What you will do:
Would you copy exactly the lines in the data below from the one that has "ginger root cluster" through the one that has "every white church", dropping any pictures?

BEGIN Stored data

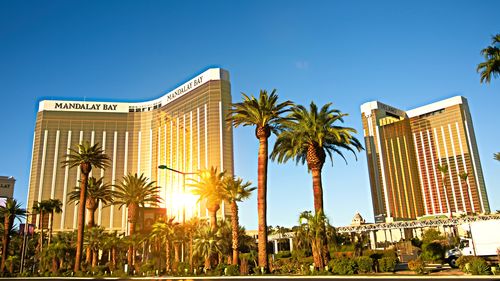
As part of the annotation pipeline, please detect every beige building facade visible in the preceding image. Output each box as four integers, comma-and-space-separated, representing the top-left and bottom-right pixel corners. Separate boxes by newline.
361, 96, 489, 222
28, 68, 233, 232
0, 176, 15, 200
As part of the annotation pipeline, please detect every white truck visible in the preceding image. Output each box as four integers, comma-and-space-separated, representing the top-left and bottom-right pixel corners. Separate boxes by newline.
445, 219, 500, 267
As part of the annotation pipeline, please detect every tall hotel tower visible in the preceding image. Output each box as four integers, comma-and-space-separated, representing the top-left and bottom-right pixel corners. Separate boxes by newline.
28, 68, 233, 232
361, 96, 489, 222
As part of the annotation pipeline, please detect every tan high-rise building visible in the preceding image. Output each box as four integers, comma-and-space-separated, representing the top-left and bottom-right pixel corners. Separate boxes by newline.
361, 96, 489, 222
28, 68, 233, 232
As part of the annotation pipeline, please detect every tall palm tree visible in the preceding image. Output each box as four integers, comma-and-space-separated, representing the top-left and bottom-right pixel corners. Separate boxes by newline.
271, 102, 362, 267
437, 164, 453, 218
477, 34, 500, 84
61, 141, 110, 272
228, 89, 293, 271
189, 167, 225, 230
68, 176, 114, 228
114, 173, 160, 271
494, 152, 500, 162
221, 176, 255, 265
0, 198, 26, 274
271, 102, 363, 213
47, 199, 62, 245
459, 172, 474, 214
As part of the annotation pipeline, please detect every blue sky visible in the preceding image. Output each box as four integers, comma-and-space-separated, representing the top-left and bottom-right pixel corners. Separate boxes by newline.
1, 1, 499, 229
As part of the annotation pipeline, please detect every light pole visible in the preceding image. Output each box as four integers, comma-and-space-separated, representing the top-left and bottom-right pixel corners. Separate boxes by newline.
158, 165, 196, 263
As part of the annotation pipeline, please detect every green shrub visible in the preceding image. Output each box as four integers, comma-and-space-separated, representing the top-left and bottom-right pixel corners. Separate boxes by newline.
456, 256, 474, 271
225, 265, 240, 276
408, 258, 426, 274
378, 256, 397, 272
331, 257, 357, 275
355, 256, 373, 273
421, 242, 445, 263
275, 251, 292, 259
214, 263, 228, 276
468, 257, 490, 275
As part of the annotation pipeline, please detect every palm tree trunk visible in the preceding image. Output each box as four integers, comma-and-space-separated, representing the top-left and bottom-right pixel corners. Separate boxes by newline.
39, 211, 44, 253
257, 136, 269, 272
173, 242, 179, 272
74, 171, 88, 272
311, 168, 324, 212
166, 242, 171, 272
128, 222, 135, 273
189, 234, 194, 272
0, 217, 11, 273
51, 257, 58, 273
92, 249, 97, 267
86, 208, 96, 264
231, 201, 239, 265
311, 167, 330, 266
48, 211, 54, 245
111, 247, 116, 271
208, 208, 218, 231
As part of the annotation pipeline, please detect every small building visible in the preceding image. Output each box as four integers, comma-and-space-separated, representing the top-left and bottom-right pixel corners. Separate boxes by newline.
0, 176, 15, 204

END Stored data
BEGIN Stored data

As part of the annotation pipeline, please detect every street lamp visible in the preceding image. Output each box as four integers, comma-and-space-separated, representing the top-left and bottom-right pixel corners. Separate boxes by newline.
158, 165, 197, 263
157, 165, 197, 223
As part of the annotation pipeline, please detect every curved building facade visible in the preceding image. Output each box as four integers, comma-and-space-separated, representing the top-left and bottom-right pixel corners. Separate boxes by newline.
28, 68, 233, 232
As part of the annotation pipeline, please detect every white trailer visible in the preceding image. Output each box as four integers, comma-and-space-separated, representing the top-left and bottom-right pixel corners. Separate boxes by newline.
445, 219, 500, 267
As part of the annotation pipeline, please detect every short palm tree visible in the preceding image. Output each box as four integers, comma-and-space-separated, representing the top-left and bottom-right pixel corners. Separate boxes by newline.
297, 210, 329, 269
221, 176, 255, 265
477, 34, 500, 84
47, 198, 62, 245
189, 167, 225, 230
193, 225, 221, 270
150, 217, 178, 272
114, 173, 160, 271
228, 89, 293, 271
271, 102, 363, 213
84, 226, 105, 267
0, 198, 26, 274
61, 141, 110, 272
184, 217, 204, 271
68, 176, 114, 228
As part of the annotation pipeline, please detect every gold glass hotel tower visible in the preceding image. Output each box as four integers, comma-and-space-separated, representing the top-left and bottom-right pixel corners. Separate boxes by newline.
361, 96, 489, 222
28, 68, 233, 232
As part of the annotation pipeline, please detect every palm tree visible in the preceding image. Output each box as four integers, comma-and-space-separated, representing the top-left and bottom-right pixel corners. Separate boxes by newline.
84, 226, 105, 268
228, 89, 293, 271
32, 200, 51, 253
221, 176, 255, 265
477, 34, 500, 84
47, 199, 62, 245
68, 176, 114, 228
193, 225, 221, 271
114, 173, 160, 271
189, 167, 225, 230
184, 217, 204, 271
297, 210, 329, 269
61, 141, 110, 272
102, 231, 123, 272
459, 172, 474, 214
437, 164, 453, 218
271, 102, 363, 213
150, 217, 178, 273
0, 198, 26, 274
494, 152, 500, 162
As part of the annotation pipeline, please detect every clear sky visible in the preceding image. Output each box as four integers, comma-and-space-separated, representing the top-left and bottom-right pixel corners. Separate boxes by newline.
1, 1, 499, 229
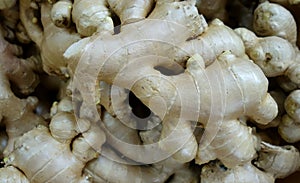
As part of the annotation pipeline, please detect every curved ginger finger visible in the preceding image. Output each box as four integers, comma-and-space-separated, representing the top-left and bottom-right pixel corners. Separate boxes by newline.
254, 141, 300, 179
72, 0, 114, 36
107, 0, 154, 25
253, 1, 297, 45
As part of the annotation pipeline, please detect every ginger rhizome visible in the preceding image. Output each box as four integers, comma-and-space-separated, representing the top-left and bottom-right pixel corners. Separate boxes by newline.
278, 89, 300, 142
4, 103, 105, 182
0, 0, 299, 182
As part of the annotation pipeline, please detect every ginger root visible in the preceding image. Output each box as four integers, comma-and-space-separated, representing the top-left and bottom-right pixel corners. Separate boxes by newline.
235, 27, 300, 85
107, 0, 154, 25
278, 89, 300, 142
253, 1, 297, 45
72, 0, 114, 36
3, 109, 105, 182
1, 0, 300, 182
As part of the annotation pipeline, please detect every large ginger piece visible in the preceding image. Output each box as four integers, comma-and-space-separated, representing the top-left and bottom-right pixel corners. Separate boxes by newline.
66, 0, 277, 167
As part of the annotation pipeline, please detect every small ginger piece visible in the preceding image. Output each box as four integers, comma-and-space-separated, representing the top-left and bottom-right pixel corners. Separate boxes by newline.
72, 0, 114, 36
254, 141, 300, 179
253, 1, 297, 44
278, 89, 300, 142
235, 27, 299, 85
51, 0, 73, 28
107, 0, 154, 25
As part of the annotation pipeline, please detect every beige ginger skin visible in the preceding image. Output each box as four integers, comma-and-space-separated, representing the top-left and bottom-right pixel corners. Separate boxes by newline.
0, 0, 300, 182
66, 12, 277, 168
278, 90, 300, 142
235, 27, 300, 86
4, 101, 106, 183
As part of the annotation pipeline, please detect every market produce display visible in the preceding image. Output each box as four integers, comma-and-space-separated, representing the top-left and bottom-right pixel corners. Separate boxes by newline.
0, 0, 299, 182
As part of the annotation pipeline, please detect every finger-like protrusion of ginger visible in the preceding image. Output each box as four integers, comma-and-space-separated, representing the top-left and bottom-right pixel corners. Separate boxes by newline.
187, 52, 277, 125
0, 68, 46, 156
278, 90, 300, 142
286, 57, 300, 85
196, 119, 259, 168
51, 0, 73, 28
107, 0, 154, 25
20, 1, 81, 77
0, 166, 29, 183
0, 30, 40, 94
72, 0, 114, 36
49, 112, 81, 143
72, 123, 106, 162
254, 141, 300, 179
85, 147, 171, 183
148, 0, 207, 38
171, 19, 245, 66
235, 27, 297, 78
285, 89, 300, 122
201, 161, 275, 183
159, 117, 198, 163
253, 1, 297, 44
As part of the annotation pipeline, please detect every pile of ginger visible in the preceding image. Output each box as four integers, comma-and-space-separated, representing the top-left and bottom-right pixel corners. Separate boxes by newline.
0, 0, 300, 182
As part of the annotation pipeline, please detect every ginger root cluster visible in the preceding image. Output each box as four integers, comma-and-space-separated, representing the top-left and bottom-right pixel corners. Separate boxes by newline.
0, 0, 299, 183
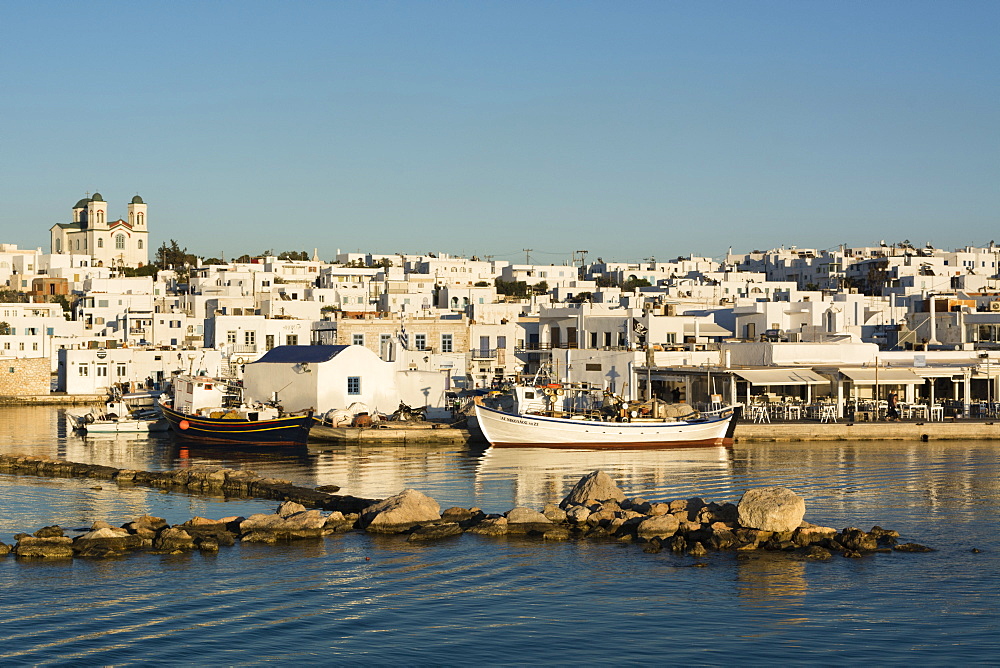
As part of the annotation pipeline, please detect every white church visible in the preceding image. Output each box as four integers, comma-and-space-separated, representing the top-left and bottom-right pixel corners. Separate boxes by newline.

END Stored data

Answer space:
As part of the annotation pipeline, please detect every ginger root cluster visible in the preceding image. Output each box as four integers, comma-and-space-separated, representing the top-left and bottom-right pixel corners. Separate boxes by newline.
0, 0, 299, 183
As part of the annotation pipeline, please detect every white church visible in the preceding image. Output each box as four integers, comma-and-space-separated, representing the top-left and bottom-right pixel corners. Separate boxes by newline.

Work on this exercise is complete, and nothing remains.